## Problem statement:
Report how many lines in the rows below contain the word "clothing", matching case exactly. Give only the number.

[Point annotation rows]
______________________________
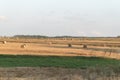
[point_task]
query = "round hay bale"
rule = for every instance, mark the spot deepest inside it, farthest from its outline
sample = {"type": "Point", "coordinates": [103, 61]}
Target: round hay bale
{"type": "Point", "coordinates": [4, 42]}
{"type": "Point", "coordinates": [84, 46]}
{"type": "Point", "coordinates": [50, 43]}
{"type": "Point", "coordinates": [69, 45]}
{"type": "Point", "coordinates": [23, 46]}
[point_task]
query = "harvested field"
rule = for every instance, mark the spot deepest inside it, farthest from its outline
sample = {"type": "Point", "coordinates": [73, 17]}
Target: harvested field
{"type": "Point", "coordinates": [55, 74]}
{"type": "Point", "coordinates": [100, 47]}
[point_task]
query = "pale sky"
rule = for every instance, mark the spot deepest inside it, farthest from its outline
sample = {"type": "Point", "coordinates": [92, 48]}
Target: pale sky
{"type": "Point", "coordinates": [60, 17]}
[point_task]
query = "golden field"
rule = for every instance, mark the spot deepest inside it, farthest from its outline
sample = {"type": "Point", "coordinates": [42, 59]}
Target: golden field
{"type": "Point", "coordinates": [100, 47]}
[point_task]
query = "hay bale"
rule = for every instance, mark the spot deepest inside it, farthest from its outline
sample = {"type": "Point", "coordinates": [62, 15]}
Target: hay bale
{"type": "Point", "coordinates": [84, 46]}
{"type": "Point", "coordinates": [50, 43]}
{"type": "Point", "coordinates": [23, 46]}
{"type": "Point", "coordinates": [69, 45]}
{"type": "Point", "coordinates": [4, 42]}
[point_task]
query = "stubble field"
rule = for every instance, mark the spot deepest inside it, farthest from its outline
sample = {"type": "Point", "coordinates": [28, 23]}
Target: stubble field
{"type": "Point", "coordinates": [54, 59]}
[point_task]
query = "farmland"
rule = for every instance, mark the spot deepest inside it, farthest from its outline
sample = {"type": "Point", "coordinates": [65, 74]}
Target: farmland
{"type": "Point", "coordinates": [96, 47]}
{"type": "Point", "coordinates": [60, 59]}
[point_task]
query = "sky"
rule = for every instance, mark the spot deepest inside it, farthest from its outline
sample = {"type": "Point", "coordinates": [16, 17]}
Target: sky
{"type": "Point", "coordinates": [60, 17]}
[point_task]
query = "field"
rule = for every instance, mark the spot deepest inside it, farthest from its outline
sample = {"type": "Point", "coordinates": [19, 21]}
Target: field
{"type": "Point", "coordinates": [54, 59]}
{"type": "Point", "coordinates": [96, 47]}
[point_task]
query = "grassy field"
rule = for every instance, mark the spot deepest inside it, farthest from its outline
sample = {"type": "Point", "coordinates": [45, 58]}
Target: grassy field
{"type": "Point", "coordinates": [54, 61]}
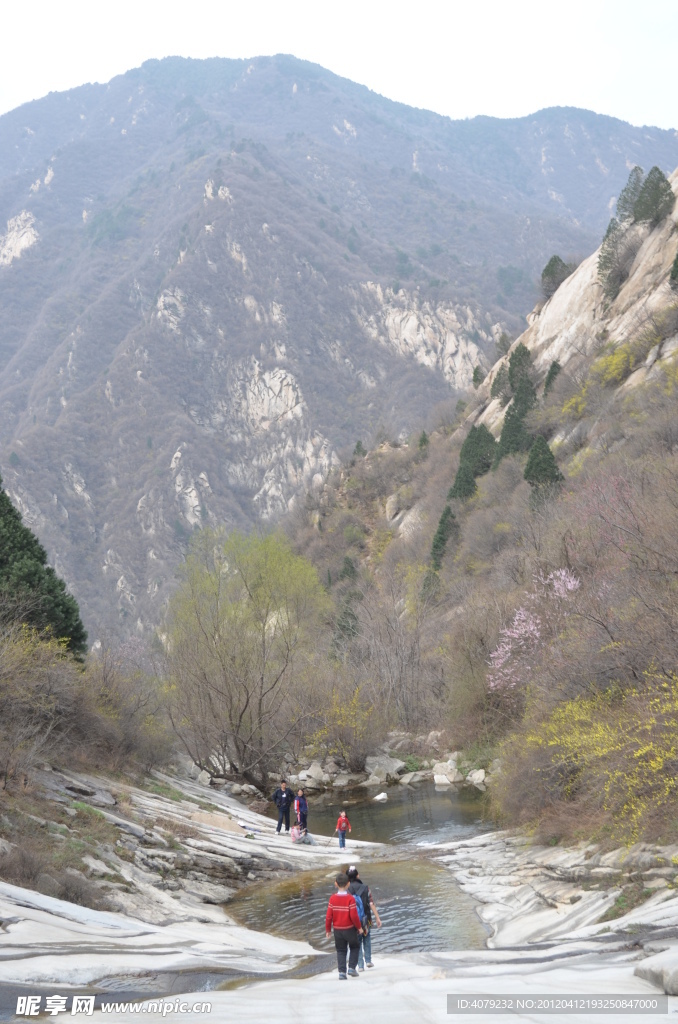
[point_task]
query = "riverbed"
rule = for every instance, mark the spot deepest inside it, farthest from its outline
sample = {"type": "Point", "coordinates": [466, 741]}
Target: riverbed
{"type": "Point", "coordinates": [421, 905]}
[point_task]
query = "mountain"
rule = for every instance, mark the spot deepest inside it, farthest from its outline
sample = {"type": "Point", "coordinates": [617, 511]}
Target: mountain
{"type": "Point", "coordinates": [217, 275]}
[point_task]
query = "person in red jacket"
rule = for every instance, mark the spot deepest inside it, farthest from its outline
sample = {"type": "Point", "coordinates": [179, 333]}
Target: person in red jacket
{"type": "Point", "coordinates": [343, 916]}
{"type": "Point", "coordinates": [343, 825]}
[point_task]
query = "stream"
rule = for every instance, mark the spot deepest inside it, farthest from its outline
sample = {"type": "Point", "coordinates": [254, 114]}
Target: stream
{"type": "Point", "coordinates": [421, 906]}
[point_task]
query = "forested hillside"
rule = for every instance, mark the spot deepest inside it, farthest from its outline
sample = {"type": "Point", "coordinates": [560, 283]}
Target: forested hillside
{"type": "Point", "coordinates": [215, 275]}
{"type": "Point", "coordinates": [510, 571]}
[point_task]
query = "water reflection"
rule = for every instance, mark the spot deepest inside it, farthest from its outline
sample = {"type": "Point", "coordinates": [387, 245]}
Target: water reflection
{"type": "Point", "coordinates": [421, 814]}
{"type": "Point", "coordinates": [419, 903]}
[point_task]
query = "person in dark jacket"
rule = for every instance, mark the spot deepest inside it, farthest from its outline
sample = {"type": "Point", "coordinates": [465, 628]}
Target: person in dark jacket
{"type": "Point", "coordinates": [301, 810]}
{"type": "Point", "coordinates": [283, 801]}
{"type": "Point", "coordinates": [342, 914]}
{"type": "Point", "coordinates": [359, 890]}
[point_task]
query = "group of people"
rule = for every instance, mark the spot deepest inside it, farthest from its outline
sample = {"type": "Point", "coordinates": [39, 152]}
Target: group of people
{"type": "Point", "coordinates": [351, 910]}
{"type": "Point", "coordinates": [350, 913]}
{"type": "Point", "coordinates": [285, 801]}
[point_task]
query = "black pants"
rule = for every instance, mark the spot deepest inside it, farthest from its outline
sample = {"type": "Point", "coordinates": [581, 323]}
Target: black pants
{"type": "Point", "coordinates": [346, 938]}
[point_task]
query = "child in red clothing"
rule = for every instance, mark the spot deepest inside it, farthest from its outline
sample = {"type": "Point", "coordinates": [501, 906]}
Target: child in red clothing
______________________________
## Finished exercise:
2